Problem details => All that is needed is the line containing "Exercise. Indicate the black" together with each line after it, transcribed exactly to the end of the records.

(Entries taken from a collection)

● ● ● ● ● ● ●

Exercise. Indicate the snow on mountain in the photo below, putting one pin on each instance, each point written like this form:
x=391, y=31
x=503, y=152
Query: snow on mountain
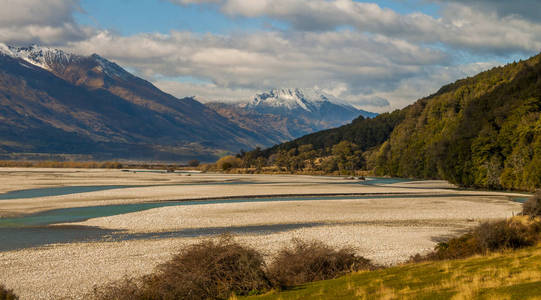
x=57, y=60
x=310, y=101
x=42, y=57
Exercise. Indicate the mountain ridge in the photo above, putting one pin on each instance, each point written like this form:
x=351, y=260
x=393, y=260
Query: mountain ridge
x=482, y=131
x=88, y=103
x=286, y=114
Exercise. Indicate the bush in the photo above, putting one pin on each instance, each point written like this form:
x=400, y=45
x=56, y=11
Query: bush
x=6, y=294
x=228, y=162
x=514, y=233
x=310, y=261
x=532, y=207
x=207, y=270
x=193, y=163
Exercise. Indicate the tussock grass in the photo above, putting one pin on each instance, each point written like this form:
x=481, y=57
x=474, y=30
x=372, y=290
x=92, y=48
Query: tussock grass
x=506, y=275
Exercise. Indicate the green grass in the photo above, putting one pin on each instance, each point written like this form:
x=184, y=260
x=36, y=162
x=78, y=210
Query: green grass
x=508, y=275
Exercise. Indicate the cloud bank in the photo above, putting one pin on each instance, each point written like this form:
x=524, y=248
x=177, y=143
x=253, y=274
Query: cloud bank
x=368, y=55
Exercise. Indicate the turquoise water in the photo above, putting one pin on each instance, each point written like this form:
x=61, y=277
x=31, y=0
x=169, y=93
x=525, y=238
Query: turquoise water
x=68, y=190
x=35, y=230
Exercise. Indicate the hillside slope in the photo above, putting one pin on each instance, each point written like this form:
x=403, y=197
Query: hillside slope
x=510, y=275
x=483, y=131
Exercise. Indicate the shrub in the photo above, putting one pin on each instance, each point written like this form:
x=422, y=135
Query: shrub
x=532, y=207
x=193, y=163
x=310, y=261
x=207, y=270
x=228, y=162
x=514, y=233
x=6, y=294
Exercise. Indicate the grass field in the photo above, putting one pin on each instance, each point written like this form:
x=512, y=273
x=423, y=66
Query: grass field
x=508, y=275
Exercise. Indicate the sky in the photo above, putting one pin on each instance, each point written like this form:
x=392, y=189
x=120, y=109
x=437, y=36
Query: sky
x=378, y=55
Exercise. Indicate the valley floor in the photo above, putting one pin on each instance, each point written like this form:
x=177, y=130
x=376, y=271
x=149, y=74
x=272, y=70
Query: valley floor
x=385, y=222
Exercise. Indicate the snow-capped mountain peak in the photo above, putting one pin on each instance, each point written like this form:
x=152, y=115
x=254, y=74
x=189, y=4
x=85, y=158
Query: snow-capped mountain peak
x=309, y=100
x=42, y=57
x=57, y=60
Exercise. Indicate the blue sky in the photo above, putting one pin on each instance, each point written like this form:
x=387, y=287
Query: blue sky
x=378, y=55
x=128, y=17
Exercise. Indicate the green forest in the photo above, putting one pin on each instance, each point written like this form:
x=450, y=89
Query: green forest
x=482, y=131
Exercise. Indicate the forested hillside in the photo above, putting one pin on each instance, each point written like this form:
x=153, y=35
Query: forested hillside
x=483, y=131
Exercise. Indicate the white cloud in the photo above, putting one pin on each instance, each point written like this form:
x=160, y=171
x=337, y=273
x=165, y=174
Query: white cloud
x=367, y=55
x=463, y=24
x=44, y=22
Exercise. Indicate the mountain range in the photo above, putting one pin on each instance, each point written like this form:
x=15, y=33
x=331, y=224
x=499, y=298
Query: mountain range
x=285, y=114
x=54, y=102
x=482, y=131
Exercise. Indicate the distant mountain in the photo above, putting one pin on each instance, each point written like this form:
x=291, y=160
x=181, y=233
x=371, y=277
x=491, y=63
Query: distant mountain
x=285, y=114
x=55, y=102
x=482, y=131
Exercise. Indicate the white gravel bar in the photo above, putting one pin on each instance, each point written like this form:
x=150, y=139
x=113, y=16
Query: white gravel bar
x=386, y=230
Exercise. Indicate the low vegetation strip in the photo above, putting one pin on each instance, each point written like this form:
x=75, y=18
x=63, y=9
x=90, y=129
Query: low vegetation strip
x=507, y=275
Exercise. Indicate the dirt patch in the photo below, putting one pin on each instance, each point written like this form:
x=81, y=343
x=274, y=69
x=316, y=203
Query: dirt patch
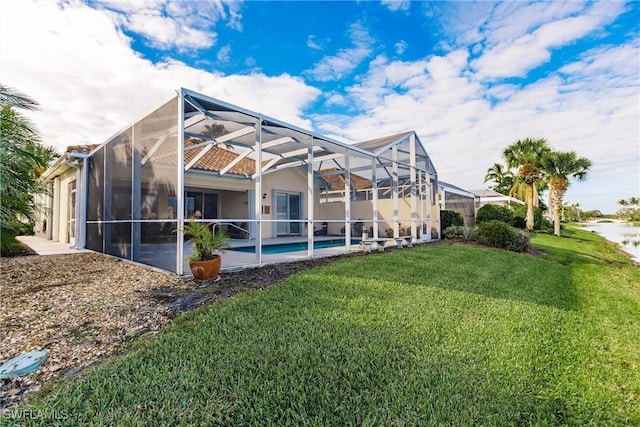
x=83, y=308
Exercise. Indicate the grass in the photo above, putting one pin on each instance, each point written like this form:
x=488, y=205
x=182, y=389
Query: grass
x=436, y=335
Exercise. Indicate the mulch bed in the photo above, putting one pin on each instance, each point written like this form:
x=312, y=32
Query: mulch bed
x=85, y=307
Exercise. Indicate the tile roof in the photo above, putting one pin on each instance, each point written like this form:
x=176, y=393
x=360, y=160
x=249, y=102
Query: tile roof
x=217, y=158
x=82, y=148
x=337, y=181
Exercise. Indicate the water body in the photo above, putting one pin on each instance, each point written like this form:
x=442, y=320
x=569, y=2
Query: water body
x=626, y=234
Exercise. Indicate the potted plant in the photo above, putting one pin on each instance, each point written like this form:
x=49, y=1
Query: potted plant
x=206, y=260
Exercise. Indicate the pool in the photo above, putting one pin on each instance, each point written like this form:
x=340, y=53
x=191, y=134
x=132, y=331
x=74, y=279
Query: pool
x=297, y=246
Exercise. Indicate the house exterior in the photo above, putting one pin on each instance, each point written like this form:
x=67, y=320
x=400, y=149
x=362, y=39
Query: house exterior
x=258, y=178
x=490, y=197
x=458, y=200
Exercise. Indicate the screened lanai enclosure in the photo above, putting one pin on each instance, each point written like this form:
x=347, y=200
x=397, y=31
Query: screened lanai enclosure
x=279, y=192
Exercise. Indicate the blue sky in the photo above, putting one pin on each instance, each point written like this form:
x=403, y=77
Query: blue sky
x=469, y=77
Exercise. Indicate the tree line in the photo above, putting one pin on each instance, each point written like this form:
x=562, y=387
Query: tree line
x=538, y=168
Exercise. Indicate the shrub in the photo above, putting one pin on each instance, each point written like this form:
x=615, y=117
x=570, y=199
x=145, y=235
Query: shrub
x=521, y=241
x=449, y=218
x=460, y=233
x=520, y=214
x=9, y=246
x=500, y=235
x=494, y=213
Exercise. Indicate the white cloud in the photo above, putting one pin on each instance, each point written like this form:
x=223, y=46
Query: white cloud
x=335, y=99
x=346, y=60
x=91, y=84
x=165, y=24
x=528, y=40
x=311, y=42
x=224, y=54
x=590, y=106
x=401, y=47
x=395, y=5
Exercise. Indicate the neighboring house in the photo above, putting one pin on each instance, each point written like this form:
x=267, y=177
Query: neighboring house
x=456, y=199
x=490, y=197
x=196, y=157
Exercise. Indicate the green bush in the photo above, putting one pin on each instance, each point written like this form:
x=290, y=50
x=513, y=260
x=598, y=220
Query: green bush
x=521, y=241
x=520, y=218
x=500, y=235
x=494, y=213
x=459, y=233
x=449, y=218
x=9, y=246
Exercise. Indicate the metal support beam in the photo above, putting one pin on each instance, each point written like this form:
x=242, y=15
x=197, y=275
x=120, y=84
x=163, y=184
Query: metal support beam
x=347, y=202
x=394, y=186
x=258, y=192
x=412, y=177
x=180, y=186
x=374, y=190
x=310, y=197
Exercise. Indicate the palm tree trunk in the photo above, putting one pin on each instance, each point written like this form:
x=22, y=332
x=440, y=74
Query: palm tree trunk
x=529, y=197
x=556, y=219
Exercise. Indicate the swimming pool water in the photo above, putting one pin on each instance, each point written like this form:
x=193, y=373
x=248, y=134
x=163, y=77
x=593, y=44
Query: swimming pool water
x=292, y=247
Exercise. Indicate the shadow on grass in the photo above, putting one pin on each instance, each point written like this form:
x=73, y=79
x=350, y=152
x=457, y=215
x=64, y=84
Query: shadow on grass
x=484, y=271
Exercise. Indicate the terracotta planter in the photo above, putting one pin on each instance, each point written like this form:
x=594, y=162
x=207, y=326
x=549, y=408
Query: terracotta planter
x=206, y=270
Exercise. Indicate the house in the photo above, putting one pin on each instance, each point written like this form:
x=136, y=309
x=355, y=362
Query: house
x=262, y=180
x=490, y=197
x=458, y=200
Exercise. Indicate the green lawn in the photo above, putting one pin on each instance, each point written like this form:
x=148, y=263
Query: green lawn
x=435, y=335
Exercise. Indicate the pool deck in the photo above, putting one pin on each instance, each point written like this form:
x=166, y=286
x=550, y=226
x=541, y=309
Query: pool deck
x=231, y=260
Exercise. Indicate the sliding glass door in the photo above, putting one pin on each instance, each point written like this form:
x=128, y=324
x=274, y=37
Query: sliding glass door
x=288, y=212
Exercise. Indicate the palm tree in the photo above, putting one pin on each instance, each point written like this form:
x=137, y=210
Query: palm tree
x=22, y=157
x=526, y=155
x=560, y=166
x=502, y=176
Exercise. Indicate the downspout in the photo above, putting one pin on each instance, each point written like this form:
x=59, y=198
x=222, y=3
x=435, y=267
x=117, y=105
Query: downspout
x=82, y=177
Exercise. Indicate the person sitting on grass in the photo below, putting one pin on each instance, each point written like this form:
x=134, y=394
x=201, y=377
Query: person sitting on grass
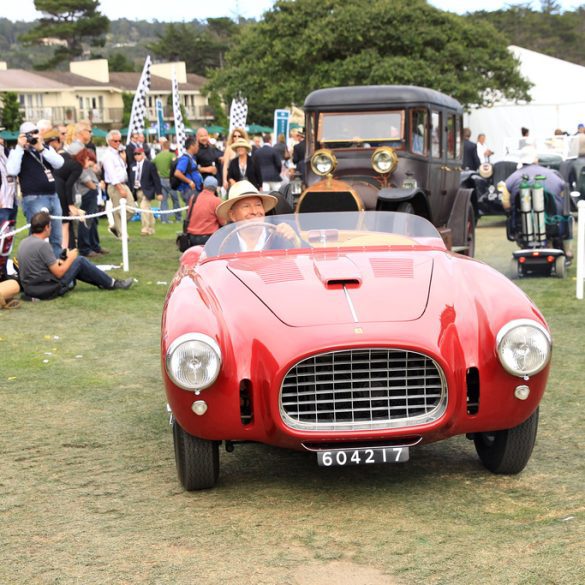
x=43, y=276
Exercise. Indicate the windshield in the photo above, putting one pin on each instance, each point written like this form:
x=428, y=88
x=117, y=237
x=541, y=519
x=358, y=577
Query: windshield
x=361, y=129
x=308, y=231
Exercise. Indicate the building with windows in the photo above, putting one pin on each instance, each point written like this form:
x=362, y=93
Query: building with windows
x=90, y=90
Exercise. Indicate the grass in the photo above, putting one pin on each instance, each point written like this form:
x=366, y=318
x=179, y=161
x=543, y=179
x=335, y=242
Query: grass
x=88, y=488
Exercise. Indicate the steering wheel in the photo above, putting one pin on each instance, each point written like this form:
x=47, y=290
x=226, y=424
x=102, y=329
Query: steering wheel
x=246, y=225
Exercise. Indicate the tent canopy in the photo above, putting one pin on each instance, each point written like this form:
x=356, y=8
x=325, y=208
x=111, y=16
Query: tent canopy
x=558, y=102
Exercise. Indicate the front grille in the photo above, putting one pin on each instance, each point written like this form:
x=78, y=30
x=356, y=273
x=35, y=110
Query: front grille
x=360, y=389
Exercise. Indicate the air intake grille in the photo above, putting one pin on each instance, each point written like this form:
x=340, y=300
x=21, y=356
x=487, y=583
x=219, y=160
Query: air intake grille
x=362, y=389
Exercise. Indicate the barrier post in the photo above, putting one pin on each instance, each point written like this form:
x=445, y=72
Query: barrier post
x=580, y=249
x=124, y=234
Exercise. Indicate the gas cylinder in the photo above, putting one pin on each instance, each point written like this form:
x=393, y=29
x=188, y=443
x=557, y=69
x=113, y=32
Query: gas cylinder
x=538, y=208
x=526, y=207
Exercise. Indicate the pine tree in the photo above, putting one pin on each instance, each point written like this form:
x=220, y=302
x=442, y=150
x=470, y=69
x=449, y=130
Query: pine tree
x=10, y=114
x=74, y=21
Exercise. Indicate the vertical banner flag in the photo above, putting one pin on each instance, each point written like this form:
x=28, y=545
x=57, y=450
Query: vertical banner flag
x=160, y=119
x=238, y=113
x=179, y=125
x=281, y=118
x=139, y=103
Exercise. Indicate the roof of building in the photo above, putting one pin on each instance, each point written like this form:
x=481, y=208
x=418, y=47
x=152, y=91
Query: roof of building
x=72, y=79
x=13, y=79
x=129, y=82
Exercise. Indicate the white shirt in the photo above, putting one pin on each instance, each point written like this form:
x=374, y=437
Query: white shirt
x=260, y=243
x=114, y=167
x=481, y=148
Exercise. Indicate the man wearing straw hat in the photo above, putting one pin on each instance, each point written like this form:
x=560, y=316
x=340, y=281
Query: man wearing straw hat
x=247, y=204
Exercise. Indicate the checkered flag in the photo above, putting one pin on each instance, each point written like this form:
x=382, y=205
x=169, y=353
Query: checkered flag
x=179, y=125
x=139, y=103
x=238, y=113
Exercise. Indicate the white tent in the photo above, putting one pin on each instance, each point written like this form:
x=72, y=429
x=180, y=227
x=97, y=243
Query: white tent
x=558, y=102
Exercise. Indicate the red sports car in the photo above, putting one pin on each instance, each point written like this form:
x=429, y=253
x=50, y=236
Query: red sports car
x=364, y=340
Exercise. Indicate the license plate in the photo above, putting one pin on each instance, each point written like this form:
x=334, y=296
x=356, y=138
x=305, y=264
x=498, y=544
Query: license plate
x=341, y=457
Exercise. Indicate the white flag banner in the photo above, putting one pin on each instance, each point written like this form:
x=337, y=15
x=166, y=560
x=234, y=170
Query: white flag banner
x=139, y=104
x=238, y=113
x=180, y=134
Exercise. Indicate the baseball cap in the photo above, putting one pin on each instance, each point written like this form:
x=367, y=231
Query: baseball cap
x=210, y=183
x=28, y=127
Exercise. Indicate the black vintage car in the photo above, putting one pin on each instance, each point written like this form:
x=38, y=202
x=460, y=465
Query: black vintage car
x=389, y=147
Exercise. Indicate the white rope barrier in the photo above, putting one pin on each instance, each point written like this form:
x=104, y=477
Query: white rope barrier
x=123, y=207
x=580, y=249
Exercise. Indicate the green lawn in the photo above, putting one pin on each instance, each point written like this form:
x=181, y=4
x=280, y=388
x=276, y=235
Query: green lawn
x=89, y=494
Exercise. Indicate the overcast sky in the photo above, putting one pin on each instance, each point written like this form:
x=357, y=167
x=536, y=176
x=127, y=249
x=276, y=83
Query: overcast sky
x=177, y=10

● ● ● ● ● ● ●

Answer to the exercise =>
Exercise. Indicate the black vintage car in the photo above, putting one pin on each instance, each point written like this form:
x=38, y=202
x=460, y=465
Query: black vintage car
x=389, y=147
Exercise. Indicate the white rope barrier in the photo above, putting one pin on each instance, each point written like this form:
x=104, y=477
Query: white rope barrier
x=123, y=207
x=580, y=249
Exercise. Indicate the green lawn in the photo above, putting one pin on each instance, each point written like this form:
x=181, y=4
x=280, y=388
x=276, y=235
Query: green lawn
x=89, y=494
Exercise. Indicate the overcast sky in the photo above, putting one pin on each instance, each point written like this form:
x=357, y=167
x=536, y=176
x=127, y=249
x=276, y=83
Query: overcast sky
x=177, y=10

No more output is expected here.